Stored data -
* * * *
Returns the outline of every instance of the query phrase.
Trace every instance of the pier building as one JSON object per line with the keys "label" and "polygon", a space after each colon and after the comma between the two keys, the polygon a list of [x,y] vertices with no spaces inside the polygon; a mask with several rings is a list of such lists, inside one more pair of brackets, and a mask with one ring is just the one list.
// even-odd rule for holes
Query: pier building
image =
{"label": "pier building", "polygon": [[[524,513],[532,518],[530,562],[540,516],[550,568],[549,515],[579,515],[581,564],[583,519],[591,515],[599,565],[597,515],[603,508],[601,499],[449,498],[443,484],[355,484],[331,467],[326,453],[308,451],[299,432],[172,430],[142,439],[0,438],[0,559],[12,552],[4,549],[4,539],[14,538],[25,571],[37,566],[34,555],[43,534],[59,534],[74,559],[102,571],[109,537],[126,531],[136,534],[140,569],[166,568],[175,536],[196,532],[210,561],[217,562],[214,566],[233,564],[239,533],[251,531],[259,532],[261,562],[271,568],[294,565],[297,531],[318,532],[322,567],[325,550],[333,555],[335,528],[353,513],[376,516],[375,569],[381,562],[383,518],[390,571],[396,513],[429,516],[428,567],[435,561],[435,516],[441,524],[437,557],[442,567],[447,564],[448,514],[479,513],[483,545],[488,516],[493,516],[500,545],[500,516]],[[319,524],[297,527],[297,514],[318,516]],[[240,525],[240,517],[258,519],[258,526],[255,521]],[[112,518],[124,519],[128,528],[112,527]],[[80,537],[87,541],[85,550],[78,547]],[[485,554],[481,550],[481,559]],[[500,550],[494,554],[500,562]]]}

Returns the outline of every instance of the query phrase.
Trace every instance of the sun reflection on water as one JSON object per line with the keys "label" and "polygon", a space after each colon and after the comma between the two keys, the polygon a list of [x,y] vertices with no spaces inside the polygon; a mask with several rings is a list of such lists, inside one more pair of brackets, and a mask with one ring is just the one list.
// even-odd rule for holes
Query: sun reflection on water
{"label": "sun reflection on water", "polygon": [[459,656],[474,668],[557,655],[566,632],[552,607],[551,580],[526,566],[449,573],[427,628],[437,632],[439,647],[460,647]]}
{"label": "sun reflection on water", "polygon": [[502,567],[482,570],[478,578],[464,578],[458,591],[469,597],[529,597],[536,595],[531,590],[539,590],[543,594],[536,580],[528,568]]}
* * * *
To do -
Identify each line in the records above containing the word "space"; copy those lines.

The completed task -
Trace every instance of the pier building as one JSON object per line with the keys "label" and "polygon", a space after each colon and after the comma between the two keys, the polygon a list of [x,y] vertices with no spaces inside the polygon; a mask with several rings is a list of such lists, inside one more pair of brackets, and a mask with one ring is just the one list.
Trace every instance of the sun reflection on water as one JSON object per line with the keys "label" and "polygon", a space after each colon and after the comma between the two keys, the polygon a list of [x,y] vertices with no spaces inside the polygon; a mask with several rings is a list of such lists, inside one more pair of brackets, and a mask with one ring is just the one list.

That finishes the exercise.